Whilst migration both at regional and international level is not a new phenomenon the world over, individual and massive displacements or migration of people are necessitated by a number of factors which range from natural disasters, war, conflict and economic challenges. Nevertheless, according to the 2018 World Migration Report, of all the major drivers of immigration, economic challenges affecting individuals in countries of origin tops the list. The economic challenges currently bedevilling the country have forcibly displaced Zimbabweans with the majority targeting the neighbouring South Africa. There is a widely believed view that Zimbabwe was once “the bread basket of Africa”, whether that was true or not it’s something else, but if one takes a closer look at Zimbabwe’s current socioeconomic outlook, one wonders if the Southern African nation ever became the breadbasket of Africa.

Zimbabwe’s economic recession was born at the start of the millennium that is 2000, however there are a lot of theories surrounding the major causes of the country’s economic meltdown. In some quarters, Zimbabwe’s economic crisis is rooted in the political crisis, in others the macroeconomic challenges stem from policy inconsistencies whilst it is the governments’ stance that the country’s economic meltdown has been necessitated by sanctions imposed on the country by the Western powers following the land reform programme. Whilst one cannot endorse or refute these claims, the article is looking at how the current economic challenges stem from purely economic structural issues with specific focus on poor economic governance especially poor public resources management. According to the Corruption Perception Index by Transparency International, Zimbabwe is one of the most corrupt countries ranking 160 out of 180 countries.

The alleged crackdown on foreign nationals in South Africa is understood to be rooted in the locals’ discontentment with how the immigrants are grabbing economic opportunities for the locals. It is critical for one to note that unlike Cyclone Ida which was a natural disaster, the conflict that erupted in South Africa is a man-made crisis that could have been abated. The conflict is a clear reflection of how gross poor economic governance can breed conflict both at home and abroad. How? The control over resources and access to opportunities have the potential to either foster peace or give birth to instability. However, conflicts born out of the need to access and have control over resources is not only manifesting itself in South Africa through the xenophobic attacks, the open conflict between the miners and the communities in Chiadzwa, Zimbabwe, bears testimony on how poor economic governance breeds conflict. At the continental level, Nigeria’s oil-rich southern delta region has witnessed continued clash among local residents, the military, police and other groups which have seen loss of lives. If Zimbabwe’s economic cogs were fully functional, Zimbabweans wouldn’t be found at the centre of conflict in South Africa. Zimbabwe’s challenges have never been due to lack of public resources needed for economic development, rather the problems stem from lack of effective public finance management.

Object position labeling entries:

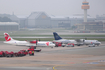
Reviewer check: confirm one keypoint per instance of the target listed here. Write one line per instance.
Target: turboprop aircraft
(77, 42)
(10, 40)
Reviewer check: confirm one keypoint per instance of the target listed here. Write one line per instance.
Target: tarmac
(56, 58)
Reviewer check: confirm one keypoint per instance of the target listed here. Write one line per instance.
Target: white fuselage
(45, 43)
(16, 42)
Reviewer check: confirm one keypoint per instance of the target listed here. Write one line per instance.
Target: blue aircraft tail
(56, 36)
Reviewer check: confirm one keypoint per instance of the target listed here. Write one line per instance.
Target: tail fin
(7, 37)
(56, 36)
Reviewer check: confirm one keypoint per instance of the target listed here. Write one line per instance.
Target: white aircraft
(77, 42)
(10, 40)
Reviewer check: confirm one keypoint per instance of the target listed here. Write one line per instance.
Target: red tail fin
(7, 37)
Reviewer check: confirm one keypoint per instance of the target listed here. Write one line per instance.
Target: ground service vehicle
(33, 48)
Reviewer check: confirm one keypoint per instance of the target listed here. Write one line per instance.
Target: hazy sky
(51, 7)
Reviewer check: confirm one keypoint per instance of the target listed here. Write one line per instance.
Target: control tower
(85, 6)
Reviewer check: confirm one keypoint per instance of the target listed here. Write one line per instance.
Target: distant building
(38, 20)
(13, 17)
(9, 26)
(60, 22)
(95, 26)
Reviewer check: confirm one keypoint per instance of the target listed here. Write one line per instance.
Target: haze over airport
(51, 7)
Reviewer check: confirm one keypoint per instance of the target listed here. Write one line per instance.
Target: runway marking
(57, 66)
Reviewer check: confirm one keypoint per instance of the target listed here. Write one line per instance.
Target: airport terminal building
(9, 26)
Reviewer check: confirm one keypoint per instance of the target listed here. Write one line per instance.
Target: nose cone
(53, 44)
(99, 42)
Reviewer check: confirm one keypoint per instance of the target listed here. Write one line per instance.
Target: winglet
(56, 36)
(7, 37)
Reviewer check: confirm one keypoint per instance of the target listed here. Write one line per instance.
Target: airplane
(10, 40)
(77, 42)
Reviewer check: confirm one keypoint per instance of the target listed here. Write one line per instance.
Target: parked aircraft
(77, 42)
(10, 40)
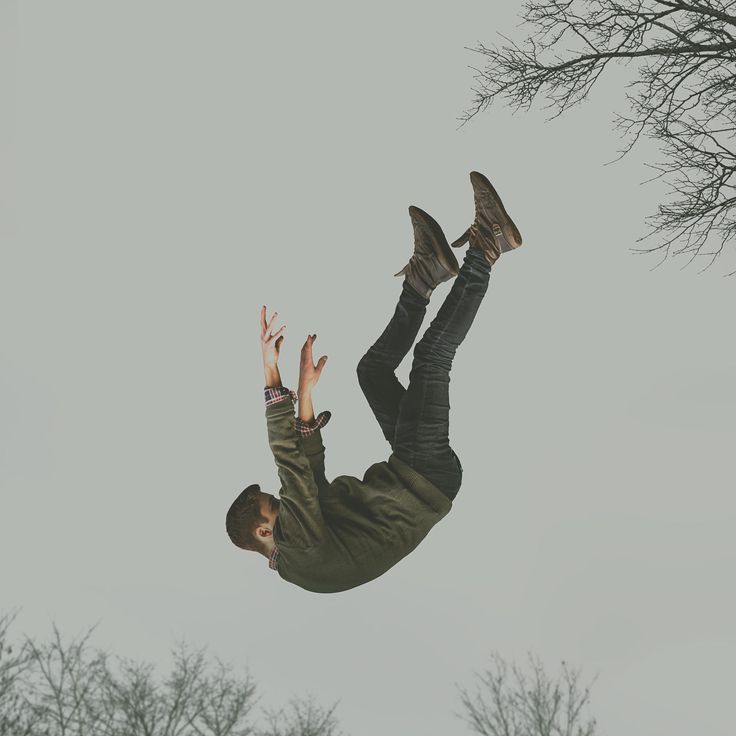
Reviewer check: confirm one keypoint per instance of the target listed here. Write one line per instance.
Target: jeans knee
(439, 356)
(363, 369)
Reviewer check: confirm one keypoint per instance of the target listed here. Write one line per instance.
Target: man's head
(251, 518)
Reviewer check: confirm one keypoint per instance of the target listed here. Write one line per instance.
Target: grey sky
(174, 165)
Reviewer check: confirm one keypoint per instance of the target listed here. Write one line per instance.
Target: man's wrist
(272, 375)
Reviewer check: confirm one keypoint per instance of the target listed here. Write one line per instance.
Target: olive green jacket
(335, 536)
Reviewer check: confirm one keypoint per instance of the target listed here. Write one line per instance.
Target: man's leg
(422, 427)
(376, 376)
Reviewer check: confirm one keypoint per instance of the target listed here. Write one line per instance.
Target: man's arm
(312, 438)
(300, 515)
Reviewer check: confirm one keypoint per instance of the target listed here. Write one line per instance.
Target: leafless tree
(303, 717)
(682, 95)
(68, 688)
(14, 660)
(515, 701)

Directives:
A) In the passage on Zimbabwe's economic crisis and migration, write out the section starting at "Whilst migration both" and ending at "breadbasket of Africa.", and substitute "large-scale" for "massive".
B) Answer these questions from the passage on Zimbabwe's economic crisis and migration:
(i) According to the 2018 World Migration Report, which driver of immigration tops the list?
(ii) In what year did Zimbabwe's economic recession begin?
(iii) Where does Zimbabwe rank on Transparency International's Corruption Perception Index?

Answers below:
A)
Whilst migration both at regional and international level is not a new phenomenon the world over, individual and large-scale displacements or migration of people are necessitated by a number of factors which range from natural disasters, war, conflict and economic challenges. Nevertheless, according to the 2018 World Migration Report, of all the major drivers of immigration, economic challenges affecting individuals in countries of origin tops the list. The economic challenges currently bedevilling the country have forcibly displaced Zimbabweans with the majority targeting the neighbouring South Africa. There is a widely believed view that Zimbabwe was once “the bread basket of Africa”, whether that was true or not it’s something else, but if one takes a closer look at Zimbabwe’s current socioeconomic outlook, one wonders if the Southern African nation ever became the breadbasket of Africa.

B)
(i) Economic challenges affecting individuals in countries of origin.
(ii) 2000, at the start of the millennium.
(iii) 160 out of 180 countries.